§ Records for the exercise

================================

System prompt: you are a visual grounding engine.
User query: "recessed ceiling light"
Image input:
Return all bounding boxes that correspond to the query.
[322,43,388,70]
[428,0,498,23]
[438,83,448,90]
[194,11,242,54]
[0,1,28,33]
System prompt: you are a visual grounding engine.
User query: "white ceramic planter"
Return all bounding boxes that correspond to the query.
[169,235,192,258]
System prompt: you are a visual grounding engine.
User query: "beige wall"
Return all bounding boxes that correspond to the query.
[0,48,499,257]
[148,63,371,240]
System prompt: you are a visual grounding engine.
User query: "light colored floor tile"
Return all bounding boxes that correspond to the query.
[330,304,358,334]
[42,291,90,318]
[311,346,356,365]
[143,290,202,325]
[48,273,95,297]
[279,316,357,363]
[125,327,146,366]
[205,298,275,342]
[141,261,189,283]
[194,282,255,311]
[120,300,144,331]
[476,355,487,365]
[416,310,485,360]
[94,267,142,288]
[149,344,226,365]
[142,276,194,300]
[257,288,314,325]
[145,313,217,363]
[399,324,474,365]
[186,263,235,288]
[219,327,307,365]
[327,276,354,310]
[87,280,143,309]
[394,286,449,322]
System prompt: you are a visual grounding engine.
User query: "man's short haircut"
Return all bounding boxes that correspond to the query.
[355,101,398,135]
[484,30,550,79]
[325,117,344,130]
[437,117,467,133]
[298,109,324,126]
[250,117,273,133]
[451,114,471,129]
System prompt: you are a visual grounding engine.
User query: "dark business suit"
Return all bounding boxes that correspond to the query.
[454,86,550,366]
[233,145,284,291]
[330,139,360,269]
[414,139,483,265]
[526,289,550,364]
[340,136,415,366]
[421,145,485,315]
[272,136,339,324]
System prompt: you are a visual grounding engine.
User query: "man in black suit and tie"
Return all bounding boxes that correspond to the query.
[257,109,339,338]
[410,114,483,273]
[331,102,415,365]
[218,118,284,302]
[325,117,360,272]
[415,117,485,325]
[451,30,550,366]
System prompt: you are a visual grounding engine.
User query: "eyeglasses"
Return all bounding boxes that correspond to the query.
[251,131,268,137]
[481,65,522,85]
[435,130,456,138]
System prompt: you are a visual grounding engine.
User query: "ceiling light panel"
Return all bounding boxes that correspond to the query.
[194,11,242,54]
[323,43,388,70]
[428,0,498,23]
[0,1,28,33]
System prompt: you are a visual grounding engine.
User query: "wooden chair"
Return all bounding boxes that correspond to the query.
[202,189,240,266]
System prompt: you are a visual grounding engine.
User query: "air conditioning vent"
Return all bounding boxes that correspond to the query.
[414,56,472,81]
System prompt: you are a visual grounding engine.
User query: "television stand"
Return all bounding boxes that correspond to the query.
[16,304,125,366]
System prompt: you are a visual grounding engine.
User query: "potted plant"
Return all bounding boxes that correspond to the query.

================================

§ To do
Each line of the material should be repeated exactly as it reads.

§ Answer for the task
System prompt: you are a visual grounding engine.
User query: "recessed ceiling light"
Image input:
Return all bounding boxes that correspond to the query.
[322,43,388,70]
[428,0,498,23]
[438,83,448,90]
[194,11,242,54]
[0,1,28,33]
System prompt: you are a visual grounding engine.
User query: "white ceramic planter"
Return all bounding boxes that correspond to the query.
[169,235,192,258]
System prompt: you are a visual grounding engine.
User query: "beige wall"
Return all bounding boxes that correspond to the query.
[0,48,499,257]
[148,63,371,240]
System prompt: you are a visual grounding engine.
User query: "light colored floor tile"
Return all bounding boxes that correspond to the query.
[330,304,358,334]
[42,291,90,318]
[311,346,356,365]
[143,290,202,325]
[48,273,95,297]
[279,316,357,363]
[125,327,146,366]
[205,298,275,342]
[141,261,189,283]
[194,282,255,311]
[120,300,144,331]
[476,355,487,365]
[416,310,485,360]
[94,267,142,288]
[149,344,226,365]
[142,276,194,300]
[257,288,314,325]
[145,313,217,363]
[399,324,474,365]
[186,263,235,288]
[219,327,307,365]
[327,276,354,310]
[87,280,143,309]
[394,286,449,322]
System prompt: you are a visual grounding engine.
User query: "man's short haircut"
Return all bounding boxes that correspond to the query.
[355,101,398,135]
[484,30,550,79]
[325,117,344,130]
[437,117,467,133]
[298,109,324,126]
[250,117,273,133]
[451,114,471,129]
System prompt: you are a visual grounding engine.
User query: "dark business suit"
Return all bounding boxes that correspond to the query.
[454,86,550,366]
[233,145,284,291]
[330,139,360,269]
[414,139,483,265]
[526,289,550,364]
[340,136,415,366]
[421,145,485,315]
[272,136,339,324]
System prompt: you are a visual grounding engine.
User query: "man in black suit and tie"
Return all bounding boxes that correspond to the query.
[257,109,339,338]
[410,114,483,273]
[331,102,415,365]
[218,118,284,302]
[325,117,360,272]
[415,117,485,325]
[451,30,550,366]
System prompt: you are a visual grounding engine.
User query: "eyeglasses"
Return all bounding boxes that correspond to the query.
[251,131,268,137]
[481,65,522,85]
[435,130,456,138]
System prompt: you are a visual grounding engine.
User query: "ceiling light panel"
Return all bounding boxes that correspond to the query.
[194,11,242,54]
[323,43,388,70]
[428,0,498,23]
[0,1,28,33]
System prompt: you are a visual grounding engine.
User query: "wooden chair"
Return all bounding boxes that correspond to the query.
[202,189,240,266]
System prompt: you are a visual grounding engine.
User query: "air conditioning vent"
Return all bounding boxes that correspond to the query.
[414,56,472,81]
System prompt: you are a visual grounding engine.
User query: "television stand"
Return all bounding boxes that correspond to the query.
[16,304,125,366]
System prompt: you are a visual grounding engine.
User query: "potted plant"
Return all bounding boxes that correspond to the query.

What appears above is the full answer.